### GEGEBENE ANWEISUNG A
Zähle die Zeilen der Datensätze, die das Wort „house“ enthalten, und gib ausschließlich die Anzahl aus.

### TEXTAUSZUG
Der Vergleich mit den früheren Verfilmungen ist natürlich ungerecht. Aber die früheren Hercule-Poirot-Verfilmungen mit Albert Finney und Sir Peter Ustinov hatten Klasse, Stil, und diese mondäne Eleganz. Bereits die Filmmusik des italienischen Oscar-Preisträgers Nino Rota (Federico Fellini, KRIEG UND FRIEDEN, DER PATE) zu den Anfangstiteln ist so brilliant und edel.

Schon im ORIENT-EXPRESS meinte ich, im Hogwarts-Express mitzufahren und gleich müsste die Lakritze-Verkäuferin zu den jugendlichen Zauberschülern*innen kommen. Am Nil hätte es mich nicht gewundert, wenn Dwayne The Rock Johnson zur Tür herein gekommen und die Augenbraue hochgezogen hätte.

### GEGEBENE ANWEISUNG B
Tippe den obigen Textauszug zu den Hercule-Poirot-Verfilmungen vollständig und zeichengetreu ab.

### BEREITGESTELLTE DATEN
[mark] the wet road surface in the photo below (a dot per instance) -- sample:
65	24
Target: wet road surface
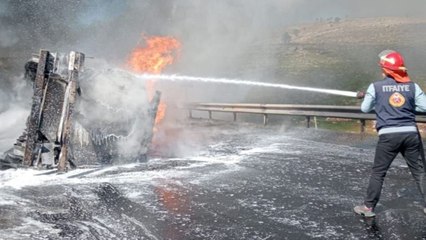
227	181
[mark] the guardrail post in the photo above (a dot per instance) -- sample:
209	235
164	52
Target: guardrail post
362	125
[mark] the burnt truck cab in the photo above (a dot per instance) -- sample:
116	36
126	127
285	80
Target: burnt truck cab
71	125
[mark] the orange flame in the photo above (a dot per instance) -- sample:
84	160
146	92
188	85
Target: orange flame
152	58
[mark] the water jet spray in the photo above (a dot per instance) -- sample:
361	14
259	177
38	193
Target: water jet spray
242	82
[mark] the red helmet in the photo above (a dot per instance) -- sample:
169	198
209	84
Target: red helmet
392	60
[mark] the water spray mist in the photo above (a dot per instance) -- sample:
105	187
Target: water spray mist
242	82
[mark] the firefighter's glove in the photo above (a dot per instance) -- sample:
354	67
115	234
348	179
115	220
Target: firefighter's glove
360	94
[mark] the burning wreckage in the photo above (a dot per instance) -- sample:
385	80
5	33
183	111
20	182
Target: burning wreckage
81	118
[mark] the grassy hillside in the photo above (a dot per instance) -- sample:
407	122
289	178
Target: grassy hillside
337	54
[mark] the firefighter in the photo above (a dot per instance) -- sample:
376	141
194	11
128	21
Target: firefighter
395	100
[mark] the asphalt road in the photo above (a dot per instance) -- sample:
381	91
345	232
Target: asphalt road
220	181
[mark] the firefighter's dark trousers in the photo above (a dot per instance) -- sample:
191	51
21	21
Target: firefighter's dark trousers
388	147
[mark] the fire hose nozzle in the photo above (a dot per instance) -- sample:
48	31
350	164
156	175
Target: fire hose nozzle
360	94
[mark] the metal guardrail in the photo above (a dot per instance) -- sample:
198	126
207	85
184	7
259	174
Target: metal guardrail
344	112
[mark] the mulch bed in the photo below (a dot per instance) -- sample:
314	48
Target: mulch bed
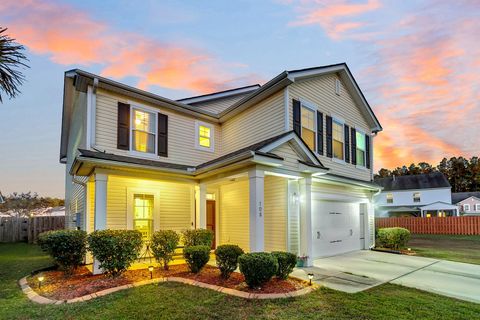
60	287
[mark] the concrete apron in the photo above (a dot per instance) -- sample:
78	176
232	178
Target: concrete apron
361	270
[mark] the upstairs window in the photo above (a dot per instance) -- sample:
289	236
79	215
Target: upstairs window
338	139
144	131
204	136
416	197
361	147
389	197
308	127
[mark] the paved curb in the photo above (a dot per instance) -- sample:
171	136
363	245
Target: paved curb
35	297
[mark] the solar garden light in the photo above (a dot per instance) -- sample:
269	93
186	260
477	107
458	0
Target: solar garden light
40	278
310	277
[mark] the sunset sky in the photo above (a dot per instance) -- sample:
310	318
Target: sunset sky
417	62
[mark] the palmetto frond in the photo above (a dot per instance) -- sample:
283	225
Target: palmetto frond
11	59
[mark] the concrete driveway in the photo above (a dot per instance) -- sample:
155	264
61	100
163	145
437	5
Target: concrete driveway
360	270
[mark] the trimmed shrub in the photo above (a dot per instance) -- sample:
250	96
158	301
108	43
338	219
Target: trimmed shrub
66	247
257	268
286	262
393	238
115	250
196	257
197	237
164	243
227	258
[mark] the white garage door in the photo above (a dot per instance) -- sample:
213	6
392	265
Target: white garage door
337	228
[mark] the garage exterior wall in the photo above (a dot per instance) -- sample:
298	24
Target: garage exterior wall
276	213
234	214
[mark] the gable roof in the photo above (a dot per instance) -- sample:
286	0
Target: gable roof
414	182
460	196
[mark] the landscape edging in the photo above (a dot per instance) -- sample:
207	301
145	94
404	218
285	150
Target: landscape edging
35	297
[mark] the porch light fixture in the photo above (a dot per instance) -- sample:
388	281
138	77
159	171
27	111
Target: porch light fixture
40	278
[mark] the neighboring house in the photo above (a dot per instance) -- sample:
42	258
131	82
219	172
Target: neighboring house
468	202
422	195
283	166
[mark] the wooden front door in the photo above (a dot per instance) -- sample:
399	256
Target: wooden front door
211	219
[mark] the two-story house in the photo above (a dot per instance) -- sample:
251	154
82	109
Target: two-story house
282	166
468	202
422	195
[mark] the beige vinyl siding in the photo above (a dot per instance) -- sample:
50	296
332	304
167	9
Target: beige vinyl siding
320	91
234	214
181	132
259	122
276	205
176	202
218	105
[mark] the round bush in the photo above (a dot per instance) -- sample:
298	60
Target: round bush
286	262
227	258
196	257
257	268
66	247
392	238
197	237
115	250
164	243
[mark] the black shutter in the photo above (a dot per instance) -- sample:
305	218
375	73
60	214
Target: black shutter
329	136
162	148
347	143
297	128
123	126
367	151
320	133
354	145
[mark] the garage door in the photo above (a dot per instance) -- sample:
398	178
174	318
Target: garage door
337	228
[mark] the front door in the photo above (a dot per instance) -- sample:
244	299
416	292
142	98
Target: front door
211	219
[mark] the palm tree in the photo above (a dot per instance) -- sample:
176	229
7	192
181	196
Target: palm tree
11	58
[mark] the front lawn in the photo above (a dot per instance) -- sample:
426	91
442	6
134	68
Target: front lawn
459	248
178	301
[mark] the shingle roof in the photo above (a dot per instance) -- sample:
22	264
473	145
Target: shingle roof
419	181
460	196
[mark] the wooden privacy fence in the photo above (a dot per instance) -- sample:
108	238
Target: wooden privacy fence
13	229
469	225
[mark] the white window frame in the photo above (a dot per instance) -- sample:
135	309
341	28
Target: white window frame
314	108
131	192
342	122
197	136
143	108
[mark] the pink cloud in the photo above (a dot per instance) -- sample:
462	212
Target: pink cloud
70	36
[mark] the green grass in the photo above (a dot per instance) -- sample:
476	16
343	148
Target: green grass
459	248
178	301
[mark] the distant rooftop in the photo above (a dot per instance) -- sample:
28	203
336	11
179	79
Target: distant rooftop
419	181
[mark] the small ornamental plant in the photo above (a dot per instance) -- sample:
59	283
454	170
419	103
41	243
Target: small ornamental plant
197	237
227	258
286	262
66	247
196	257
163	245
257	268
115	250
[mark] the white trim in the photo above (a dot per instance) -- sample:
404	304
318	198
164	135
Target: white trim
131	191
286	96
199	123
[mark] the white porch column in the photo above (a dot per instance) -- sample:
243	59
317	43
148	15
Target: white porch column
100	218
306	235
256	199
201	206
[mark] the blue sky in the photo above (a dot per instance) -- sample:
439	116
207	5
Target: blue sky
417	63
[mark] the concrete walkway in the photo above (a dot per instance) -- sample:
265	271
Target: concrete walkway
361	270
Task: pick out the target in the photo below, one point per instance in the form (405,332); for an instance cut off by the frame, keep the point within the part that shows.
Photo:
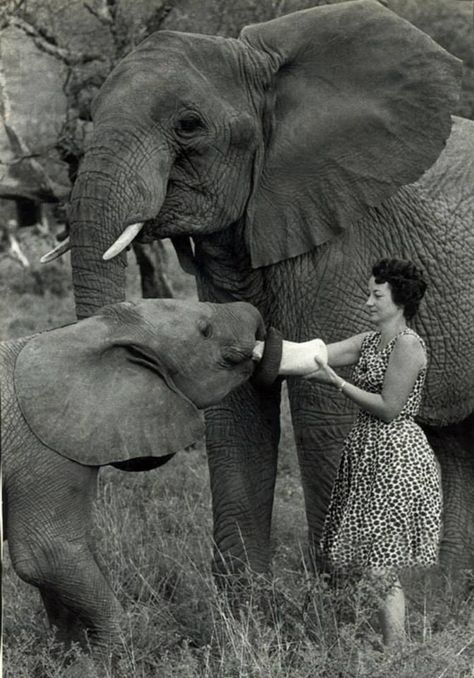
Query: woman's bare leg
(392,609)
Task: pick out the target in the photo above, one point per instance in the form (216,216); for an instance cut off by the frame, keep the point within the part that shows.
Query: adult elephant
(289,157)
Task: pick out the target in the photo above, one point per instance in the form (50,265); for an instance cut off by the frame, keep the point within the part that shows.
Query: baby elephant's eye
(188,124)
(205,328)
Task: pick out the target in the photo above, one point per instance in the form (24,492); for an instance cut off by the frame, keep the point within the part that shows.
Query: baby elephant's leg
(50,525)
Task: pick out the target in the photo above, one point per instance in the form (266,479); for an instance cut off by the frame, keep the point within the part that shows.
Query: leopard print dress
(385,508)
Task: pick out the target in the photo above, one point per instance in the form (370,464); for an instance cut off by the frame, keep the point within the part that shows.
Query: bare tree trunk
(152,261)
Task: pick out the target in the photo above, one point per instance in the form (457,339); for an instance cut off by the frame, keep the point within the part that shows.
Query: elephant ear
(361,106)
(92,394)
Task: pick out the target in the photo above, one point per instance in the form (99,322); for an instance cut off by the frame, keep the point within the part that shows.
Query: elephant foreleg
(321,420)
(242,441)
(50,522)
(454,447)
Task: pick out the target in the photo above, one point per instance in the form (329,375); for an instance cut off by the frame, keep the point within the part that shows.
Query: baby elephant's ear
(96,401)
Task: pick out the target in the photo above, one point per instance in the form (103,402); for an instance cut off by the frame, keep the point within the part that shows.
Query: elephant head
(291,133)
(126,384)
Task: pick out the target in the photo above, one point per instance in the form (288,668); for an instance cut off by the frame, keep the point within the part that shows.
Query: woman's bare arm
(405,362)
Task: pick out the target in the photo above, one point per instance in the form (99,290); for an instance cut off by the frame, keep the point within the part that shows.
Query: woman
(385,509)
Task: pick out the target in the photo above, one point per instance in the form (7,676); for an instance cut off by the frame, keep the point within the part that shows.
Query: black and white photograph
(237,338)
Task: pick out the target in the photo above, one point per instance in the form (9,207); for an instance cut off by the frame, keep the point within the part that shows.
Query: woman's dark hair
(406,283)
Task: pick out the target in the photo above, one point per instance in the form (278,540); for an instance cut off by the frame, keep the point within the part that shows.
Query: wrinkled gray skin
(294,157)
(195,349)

### ÜBUNGSERGEBNIS A
4

### ÜBUNGSERGEBNIS B
Der Vergleich mit den früheren Verfilmungen ist natürlich ungerecht. Aber die früheren Hercule-Poirot-Verfilmungen mit Albert Finney und Sir Peter Ustinov hatten Klasse, Stil, und diese mondäne Eleganz. Bereits die Filmmusik des italienischen Oscar-Preisträgers Nino Rota (Federico Fellini, KRIEG UND FRIEDEN, DER PATE) zu den Anfangstiteln ist so brilliant und edel.

Schon im ORIENT-EXPRESS meinte ich, im Hogwarts-Express mitzufahren und gleich müsste die Lakritze-Verkäuferin zu den jugendlichen Zauberschülern*innen kommen. Am Nil hätte es mich nicht gewundert, wenn Dwayne The Rock Johnson zur Tür herein gekommen und die Augenbraue hochgezogen hätte.